Task brief: Collect all lines from the listing that include the string "cloud".
##### Materials provided
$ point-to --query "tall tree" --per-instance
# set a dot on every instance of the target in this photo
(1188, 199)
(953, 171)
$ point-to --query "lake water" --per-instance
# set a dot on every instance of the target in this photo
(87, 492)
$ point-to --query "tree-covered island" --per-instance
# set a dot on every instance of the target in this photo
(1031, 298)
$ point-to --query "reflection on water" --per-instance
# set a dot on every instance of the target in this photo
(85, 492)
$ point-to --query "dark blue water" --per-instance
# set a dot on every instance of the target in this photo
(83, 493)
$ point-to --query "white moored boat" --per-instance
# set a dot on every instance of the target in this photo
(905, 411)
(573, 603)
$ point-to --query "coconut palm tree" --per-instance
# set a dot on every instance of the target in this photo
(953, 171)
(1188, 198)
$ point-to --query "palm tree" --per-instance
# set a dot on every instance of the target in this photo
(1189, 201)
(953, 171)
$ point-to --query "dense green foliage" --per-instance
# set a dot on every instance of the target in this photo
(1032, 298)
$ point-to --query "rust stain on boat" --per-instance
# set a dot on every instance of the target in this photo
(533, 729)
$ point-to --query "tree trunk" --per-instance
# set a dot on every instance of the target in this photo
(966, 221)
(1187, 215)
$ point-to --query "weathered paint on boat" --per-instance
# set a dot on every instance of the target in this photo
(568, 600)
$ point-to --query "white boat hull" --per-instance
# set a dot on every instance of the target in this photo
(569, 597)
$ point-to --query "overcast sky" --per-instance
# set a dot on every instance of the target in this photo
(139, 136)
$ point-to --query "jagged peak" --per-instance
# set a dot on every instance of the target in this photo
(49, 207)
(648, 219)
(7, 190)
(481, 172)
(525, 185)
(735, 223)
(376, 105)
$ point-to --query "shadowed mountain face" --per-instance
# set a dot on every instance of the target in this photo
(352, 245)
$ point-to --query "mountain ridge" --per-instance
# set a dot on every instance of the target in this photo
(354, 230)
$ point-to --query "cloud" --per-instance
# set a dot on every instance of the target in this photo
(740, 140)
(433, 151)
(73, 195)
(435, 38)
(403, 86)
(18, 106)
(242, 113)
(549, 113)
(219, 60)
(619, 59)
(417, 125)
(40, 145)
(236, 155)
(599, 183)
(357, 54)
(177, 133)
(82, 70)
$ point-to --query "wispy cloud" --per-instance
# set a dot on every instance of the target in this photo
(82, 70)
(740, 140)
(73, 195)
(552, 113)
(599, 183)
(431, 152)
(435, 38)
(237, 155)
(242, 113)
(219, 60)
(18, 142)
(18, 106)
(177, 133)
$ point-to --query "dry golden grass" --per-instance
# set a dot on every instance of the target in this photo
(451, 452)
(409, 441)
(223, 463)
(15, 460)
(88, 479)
##########
Result of the task:
$ point-to --query "cloud" --per-instance
$ point-to --query "wispy cloud" --per-instance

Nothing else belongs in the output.